WHAT THE TASK REQUIRES: Please transcribe everything in the foodservice text below from "Getting a grip" down to "a middle ground.", keeping every word and punctuation mark unchanged.

Consultants have to play a part in educating where the new technology is concerned, she added. “This is about infrastructure because we need to make sure this tech is fitted in the kitchen when it is planned. This stuff is hard to add late on and it means that the consultant needs to be involved early on in the process so they can help plan in.”
But, as Merritt-Harrison reminded the audience, hospitality is about people and, he said, no amount of automation can replace that human interaction. “Yes, there is a place for tech but service delivery is about well-trained people delivering a service and interacting. Human interface is important because we as people need that and that is hospitality,” he said.
To what extent automation reaches into hospitality is up to us, said Duncan. “There is a lot to be done around education to make sure automation is not taking over,” she said. “There is a generation of children who are not being taught about food and foodservice in school and they are not interested in joining the sector. We need to address the culture of food we have in the country.”
Getting a grip on food waste
As priority topics go, sustainability and the focus on reducing food waste comes hot on the heels of technology and automation. Kapembwa, an expert on the circular economy has helped businesses improve sustainability. In foodservice, he said, there are companies doing exceptionally well on sustainability and then there are all the rest – there’s not much in the way of a middle ground.
“I have been impressed with the fact that in foodservice there are more voluntary agreements than in other sectors; it tells me that there is more awareness and a willingness to solve the problems and cooperate,” he said. “Some people are doing it really well and they are shouting about it – and then there is everyone else.”
Merritt-Harrison said much remains to be solved in foodservice, bringing up the contentious issue of breakfast buffets. “You are still seeing buffets in hotels where there is so much food waste – you should be cooking to order today.”

RECORDS PROVIDED:

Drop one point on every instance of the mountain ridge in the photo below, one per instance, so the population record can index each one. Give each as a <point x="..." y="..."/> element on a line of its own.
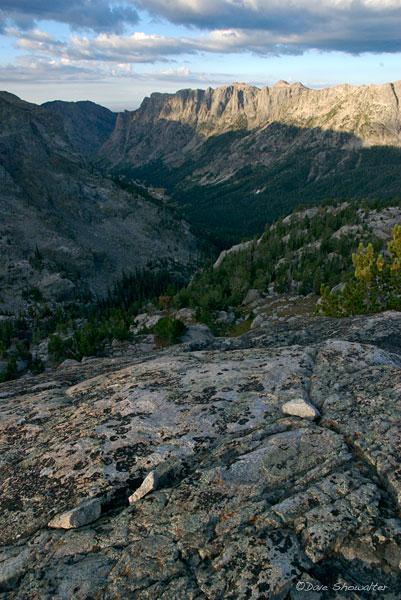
<point x="57" y="207"/>
<point x="236" y="157"/>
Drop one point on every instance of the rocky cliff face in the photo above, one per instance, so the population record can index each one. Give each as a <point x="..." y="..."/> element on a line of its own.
<point x="59" y="215"/>
<point x="276" y="455"/>
<point x="370" y="113"/>
<point x="239" y="156"/>
<point x="87" y="124"/>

EXERCISE SOLUTION:
Getting a grip on food waste
As priority topics go, sustainability and the focus on reducing food waste comes hot on the heels of technology and automation. Kapembwa, an expert on the circular economy has helped businesses improve sustainability. In foodservice, he said, there are companies doing exceptionally well on sustainability and then there are all the rest – there’s not much in the way of a middle ground.